Records excerpted from a collection:
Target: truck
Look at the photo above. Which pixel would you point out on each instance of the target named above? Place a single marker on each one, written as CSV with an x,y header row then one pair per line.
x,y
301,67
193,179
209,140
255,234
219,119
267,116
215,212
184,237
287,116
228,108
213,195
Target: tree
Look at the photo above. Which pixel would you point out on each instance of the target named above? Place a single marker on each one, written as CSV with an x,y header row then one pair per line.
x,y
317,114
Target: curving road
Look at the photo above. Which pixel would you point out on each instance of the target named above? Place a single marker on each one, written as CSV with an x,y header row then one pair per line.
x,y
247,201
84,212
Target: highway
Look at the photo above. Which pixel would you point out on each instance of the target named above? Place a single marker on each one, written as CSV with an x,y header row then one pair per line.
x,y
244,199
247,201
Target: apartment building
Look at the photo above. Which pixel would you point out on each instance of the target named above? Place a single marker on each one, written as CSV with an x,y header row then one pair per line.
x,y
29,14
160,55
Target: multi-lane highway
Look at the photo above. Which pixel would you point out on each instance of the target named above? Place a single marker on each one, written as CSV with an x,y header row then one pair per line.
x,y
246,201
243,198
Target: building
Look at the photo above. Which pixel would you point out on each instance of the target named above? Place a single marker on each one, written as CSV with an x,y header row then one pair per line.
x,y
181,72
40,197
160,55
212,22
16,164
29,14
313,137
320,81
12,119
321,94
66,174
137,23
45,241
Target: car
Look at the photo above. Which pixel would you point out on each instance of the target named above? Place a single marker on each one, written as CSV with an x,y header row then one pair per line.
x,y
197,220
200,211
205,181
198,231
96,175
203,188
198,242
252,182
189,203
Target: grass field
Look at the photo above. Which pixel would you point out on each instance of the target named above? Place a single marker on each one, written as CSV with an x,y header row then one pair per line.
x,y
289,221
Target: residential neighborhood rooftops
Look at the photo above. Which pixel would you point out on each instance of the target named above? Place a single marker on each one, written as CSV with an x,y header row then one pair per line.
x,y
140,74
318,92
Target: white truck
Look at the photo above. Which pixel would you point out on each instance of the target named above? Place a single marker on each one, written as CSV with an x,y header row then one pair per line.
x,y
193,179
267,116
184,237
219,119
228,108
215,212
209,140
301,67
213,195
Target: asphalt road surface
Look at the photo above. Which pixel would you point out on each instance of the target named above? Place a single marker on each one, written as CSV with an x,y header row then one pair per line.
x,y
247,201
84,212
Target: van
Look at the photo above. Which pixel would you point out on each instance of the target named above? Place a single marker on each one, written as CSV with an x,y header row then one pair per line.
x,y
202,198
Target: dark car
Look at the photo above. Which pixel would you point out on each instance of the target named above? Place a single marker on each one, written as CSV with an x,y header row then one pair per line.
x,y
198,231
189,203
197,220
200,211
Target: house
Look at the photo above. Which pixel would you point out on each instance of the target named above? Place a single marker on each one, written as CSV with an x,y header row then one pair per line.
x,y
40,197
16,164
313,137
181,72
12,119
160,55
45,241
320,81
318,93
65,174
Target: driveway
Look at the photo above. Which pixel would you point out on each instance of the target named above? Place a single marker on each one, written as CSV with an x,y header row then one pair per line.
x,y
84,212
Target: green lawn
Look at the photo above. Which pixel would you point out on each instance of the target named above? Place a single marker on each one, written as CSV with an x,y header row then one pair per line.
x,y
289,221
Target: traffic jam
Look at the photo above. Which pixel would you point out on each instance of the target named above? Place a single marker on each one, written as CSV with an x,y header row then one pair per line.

The request
The records above should be restated word for word, please.

Correct result
Target: truck
Look at the photo above. Which pixel would you point out on each instance of the target named above? Place a single marker on each one, written as CSV with an x,y header row then one pair per line.
x,y
301,67
193,179
209,140
255,234
219,119
267,116
215,212
184,237
287,116
228,108
213,195
Target: tree
Look at the photo above. Which pixel would you point out on each instance of the target named above? Place a single marker on each one, written as CSV with an x,y header row then one pair per line.
x,y
317,114
Target: curving road
Look at the photo above. Which pixel would you point out on each instance of the target named above? Place a single marker on each one, written as CSV with an x,y header row then one pair per line.
x,y
247,201
84,212
Target: highway
Look at the photo above. Which pixel would you point out on each instance of the target named above? Place a single marker on each one, written as CSV with an x,y header row then one pair per line.
x,y
244,199
247,201
Target: apartment building
Look at the photo above. Which pixel would you point out on each instance of the target named above? Place a single marker on each one, written as CSV with an x,y header row then one pair per line.
x,y
29,14
160,55
Target: multi-lane highway
Look at the photo above. Which pixel would you point out on each instance of the target named above? Place a single marker on each one, written as CSV with an x,y header row then one pair per line.
x,y
246,201
243,198
Target: building
Look at the photo above. Which pixel would you point out on each instance of the target named above? Place a single marker on each one, written as CSV with an x,y header row then one pair per line.
x,y
181,72
40,197
160,55
212,22
16,164
29,14
313,137
320,81
12,119
321,94
66,174
137,23
45,241
Target: car
Look at the photo above. Which pixel would you point out on each instance of the target named above? Place a single marker on each one, written as CSV with an x,y header row then one pair per line.
x,y
197,220
200,211
205,181
198,231
96,175
203,188
198,242
252,182
189,203
Target: grass field
Look at the photo above. Which pixel would you point out on each instance of the target named above? Place a single marker on each one, written as CSV with an x,y header row then one pair per line.
x,y
289,221
Target: residential neighborhood rooftops
Look at the photo above. Which pixel would you point out on each instance of the target named above? Place a single marker on each one, written as CSV with an x,y header row then one pair per line.
x,y
140,74
318,92
Target: white truck
Look at the photo above. Which pixel would you point out on each instance of the target named above? Place a single marker on each one, written as CSV with an x,y header row then one pair per line.
x,y
193,179
267,116
184,237
219,119
228,108
215,212
209,140
301,67
213,195
Target: asphalt road surface
Look at the photo above. Which pixel would you point out on each instance of the target named above? Place a single marker on each one, written as CSV with an x,y header row then one pair per line.
x,y
247,201
84,212
Target: van
Look at the photo above. Which pixel would you point out on each instance of the target named above? Place a single marker on each one, written as CSV with an x,y header row then one pair per line.
x,y
202,198
Target: dark car
Look at the photo above. Which pixel would you point out on each instance of the target named above? Place a single marker on each one, written as CSV with an x,y header row then one pair per line.
x,y
198,231
189,203
197,220
200,211
Target: house
Look at the photo above. Which pixel would you point out on each instance of the target named above? Place a single marker on each one, written as CSV with an x,y header row then one pair per line.
x,y
40,197
16,164
313,137
181,72
12,119
160,55
45,241
320,81
318,93
65,174
Target: driveway
Look at the photo above. Which pixel would you point out on each instance of the target named above? Place a single marker on each one, written as CSV with an x,y header row then one pair per line.
x,y
84,212
Target: green lawn
Look at the photo above. Which pixel would you point out on each instance of the target named above? Place a single marker on each one, written as CSV with an x,y header row then one pair per line.
x,y
289,221
Target: traffic jam
Look at the photo above. Which pixel would you point out on each instance of the target named above? Place a single marker on each one, written as CSV with an x,y header row then one pair per line.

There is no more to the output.